> Exercise goal: Locate each line in the data below that contains the word "instance" and copy those lines out in full.

** start of Stored rows **

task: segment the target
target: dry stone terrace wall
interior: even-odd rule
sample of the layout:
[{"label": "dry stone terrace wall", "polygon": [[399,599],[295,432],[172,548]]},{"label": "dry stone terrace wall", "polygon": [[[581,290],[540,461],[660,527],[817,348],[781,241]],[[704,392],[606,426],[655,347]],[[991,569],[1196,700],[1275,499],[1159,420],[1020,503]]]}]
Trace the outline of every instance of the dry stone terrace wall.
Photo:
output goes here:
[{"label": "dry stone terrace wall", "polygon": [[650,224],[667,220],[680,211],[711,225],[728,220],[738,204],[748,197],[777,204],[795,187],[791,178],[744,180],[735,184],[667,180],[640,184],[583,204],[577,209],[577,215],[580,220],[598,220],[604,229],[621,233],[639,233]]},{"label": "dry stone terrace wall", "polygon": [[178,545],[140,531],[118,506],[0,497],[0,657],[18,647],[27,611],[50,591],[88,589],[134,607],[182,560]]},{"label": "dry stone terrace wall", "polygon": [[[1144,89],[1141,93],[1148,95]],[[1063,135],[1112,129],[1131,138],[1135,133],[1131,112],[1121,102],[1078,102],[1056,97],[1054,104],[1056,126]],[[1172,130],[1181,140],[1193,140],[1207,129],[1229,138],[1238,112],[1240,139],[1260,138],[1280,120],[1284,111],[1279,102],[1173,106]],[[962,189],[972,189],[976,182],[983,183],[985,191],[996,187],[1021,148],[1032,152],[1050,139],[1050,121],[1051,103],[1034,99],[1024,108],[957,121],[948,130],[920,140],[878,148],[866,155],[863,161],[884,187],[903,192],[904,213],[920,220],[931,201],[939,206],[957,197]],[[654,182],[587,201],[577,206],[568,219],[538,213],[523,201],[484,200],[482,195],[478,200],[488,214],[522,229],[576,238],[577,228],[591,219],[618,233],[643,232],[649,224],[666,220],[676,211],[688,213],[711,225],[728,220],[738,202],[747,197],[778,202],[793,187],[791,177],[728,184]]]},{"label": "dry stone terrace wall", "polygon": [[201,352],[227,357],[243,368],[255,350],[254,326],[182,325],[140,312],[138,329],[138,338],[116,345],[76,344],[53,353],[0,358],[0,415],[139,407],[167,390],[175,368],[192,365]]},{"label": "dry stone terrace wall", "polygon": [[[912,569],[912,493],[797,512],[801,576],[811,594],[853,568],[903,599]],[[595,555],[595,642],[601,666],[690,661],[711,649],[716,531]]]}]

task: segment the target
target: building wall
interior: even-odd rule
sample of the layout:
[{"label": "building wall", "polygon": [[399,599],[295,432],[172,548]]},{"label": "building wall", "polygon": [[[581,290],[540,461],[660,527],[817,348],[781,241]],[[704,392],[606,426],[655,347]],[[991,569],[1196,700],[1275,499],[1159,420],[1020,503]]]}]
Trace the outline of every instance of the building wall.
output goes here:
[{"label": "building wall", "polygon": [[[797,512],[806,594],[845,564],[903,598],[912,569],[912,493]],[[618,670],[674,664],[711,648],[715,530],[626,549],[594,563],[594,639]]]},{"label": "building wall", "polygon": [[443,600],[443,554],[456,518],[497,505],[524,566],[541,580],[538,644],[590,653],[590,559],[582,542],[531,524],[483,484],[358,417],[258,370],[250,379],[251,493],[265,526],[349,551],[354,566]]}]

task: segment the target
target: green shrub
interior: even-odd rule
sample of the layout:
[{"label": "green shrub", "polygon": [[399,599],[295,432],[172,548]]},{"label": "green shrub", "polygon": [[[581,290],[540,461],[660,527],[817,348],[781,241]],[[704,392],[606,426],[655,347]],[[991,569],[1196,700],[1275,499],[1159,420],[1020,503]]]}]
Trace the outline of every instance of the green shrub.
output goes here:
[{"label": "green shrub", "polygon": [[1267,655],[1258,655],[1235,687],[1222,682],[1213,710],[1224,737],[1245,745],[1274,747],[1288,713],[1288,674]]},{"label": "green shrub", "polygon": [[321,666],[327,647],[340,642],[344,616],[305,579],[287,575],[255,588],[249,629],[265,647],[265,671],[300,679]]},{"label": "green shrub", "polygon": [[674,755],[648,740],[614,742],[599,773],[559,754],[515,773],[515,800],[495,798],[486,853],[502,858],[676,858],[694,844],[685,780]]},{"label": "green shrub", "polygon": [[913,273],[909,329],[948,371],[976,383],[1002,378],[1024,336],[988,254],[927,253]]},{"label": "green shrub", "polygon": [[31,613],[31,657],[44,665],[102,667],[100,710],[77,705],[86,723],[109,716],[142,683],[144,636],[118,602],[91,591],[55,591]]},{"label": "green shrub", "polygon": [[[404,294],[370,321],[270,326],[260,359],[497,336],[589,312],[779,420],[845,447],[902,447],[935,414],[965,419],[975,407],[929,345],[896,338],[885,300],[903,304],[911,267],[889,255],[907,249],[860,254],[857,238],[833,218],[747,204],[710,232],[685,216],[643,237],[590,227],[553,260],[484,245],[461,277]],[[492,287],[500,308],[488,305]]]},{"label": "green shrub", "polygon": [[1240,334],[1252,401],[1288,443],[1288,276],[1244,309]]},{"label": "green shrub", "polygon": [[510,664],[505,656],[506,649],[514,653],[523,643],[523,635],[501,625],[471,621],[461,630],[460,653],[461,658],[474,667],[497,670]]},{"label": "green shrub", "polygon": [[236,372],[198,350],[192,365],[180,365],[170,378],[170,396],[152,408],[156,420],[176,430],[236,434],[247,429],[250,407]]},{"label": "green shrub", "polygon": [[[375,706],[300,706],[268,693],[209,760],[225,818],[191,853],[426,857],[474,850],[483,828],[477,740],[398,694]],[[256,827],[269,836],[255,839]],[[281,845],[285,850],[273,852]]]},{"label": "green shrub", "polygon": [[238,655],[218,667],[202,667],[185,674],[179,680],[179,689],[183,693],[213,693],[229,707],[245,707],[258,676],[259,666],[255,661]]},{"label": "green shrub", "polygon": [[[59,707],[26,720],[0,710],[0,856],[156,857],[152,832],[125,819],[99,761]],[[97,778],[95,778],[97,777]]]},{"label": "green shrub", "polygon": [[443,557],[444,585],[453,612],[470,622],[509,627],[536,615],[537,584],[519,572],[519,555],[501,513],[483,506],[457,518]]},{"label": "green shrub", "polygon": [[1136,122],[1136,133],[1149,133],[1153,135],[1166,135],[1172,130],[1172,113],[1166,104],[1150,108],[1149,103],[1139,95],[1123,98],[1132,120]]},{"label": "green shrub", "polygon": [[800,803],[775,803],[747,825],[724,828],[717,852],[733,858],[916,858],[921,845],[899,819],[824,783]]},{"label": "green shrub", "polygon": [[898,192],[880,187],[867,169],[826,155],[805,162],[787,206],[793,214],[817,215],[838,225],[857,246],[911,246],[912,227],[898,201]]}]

** end of Stored rows **

> Solution for this problem:
Trace the outline of every instance of the dry stone terrace wall.
Trace the outline of every instance of the building wall.
Trace the outline of every instance of the green shrub.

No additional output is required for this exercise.